>> START Information shown
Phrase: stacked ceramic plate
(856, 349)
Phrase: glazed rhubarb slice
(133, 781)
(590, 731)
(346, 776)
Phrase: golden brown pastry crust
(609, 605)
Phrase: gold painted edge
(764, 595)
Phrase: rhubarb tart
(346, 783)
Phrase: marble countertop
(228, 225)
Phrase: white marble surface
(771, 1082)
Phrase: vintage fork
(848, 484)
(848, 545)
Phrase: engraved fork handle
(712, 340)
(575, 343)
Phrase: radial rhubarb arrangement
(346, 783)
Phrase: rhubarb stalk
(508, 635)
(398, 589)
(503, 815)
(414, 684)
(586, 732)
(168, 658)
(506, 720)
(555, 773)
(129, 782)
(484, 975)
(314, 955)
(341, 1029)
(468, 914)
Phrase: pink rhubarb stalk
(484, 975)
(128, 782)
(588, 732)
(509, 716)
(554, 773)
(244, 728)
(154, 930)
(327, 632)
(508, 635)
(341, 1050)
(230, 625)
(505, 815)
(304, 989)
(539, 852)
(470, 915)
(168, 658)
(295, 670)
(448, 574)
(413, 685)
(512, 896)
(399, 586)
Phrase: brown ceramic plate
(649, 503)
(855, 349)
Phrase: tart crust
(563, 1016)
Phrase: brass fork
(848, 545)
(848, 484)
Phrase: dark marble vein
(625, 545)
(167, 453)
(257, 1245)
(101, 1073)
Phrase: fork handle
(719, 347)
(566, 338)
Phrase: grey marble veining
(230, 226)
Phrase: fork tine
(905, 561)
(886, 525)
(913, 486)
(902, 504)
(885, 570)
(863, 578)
>> END Information shown
>> START Information shown
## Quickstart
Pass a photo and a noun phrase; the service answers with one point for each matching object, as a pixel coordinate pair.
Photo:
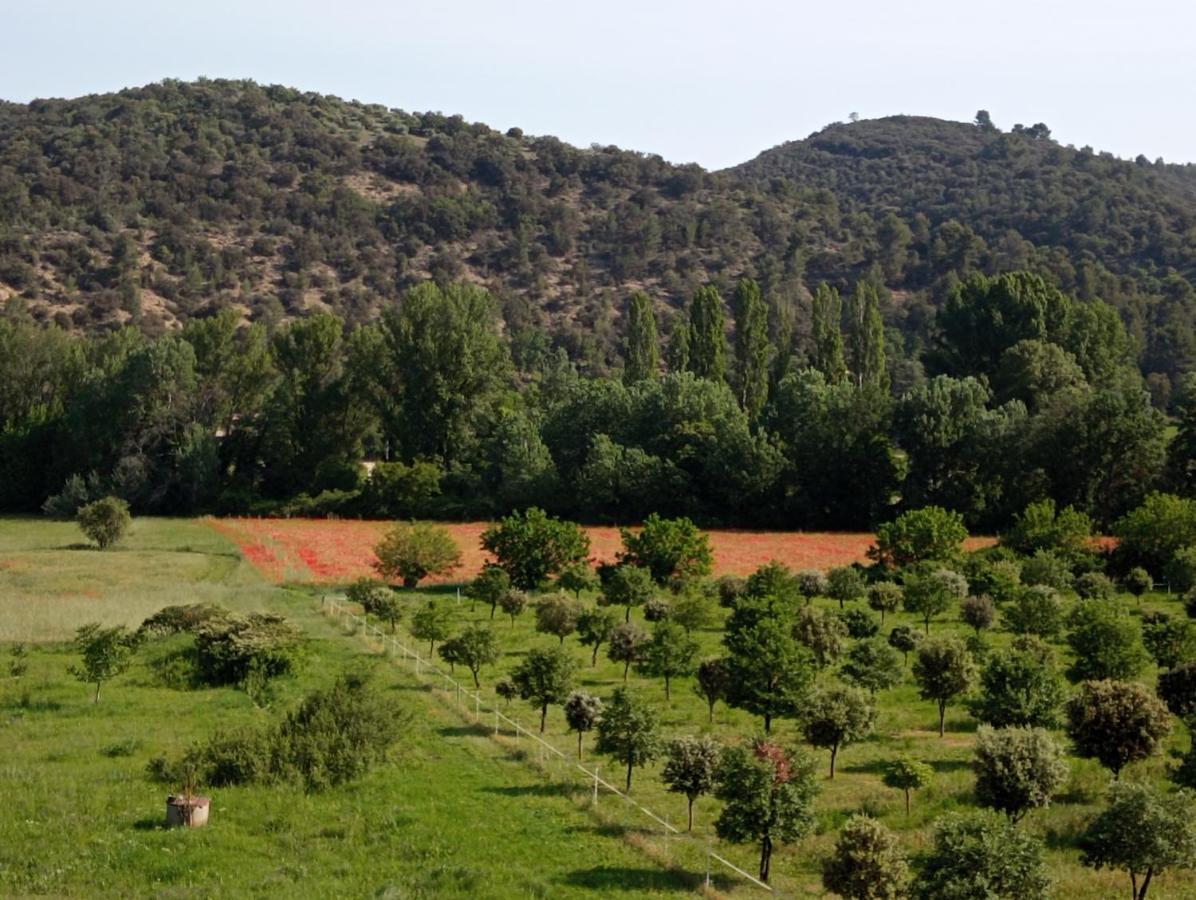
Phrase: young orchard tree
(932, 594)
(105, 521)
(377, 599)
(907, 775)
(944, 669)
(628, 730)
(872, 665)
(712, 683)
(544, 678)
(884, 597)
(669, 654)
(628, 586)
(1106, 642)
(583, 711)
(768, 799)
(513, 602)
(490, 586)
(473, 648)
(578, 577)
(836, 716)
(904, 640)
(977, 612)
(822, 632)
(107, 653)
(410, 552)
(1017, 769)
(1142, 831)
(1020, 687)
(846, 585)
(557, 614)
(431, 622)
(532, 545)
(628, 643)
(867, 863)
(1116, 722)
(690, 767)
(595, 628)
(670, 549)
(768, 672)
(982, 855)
>> END Information shown
>> START Information shown
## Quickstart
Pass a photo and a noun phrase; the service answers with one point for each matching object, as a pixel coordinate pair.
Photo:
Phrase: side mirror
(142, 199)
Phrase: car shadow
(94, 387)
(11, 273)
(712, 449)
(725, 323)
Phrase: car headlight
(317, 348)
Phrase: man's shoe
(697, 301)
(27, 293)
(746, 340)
>> END Information shown
Task to complete: Please find each line in the listing above that contains the string "handle" and copy those lines; case counts.

Result of this exercise:
Phrase: engraved fork handle
Phrase: fork handle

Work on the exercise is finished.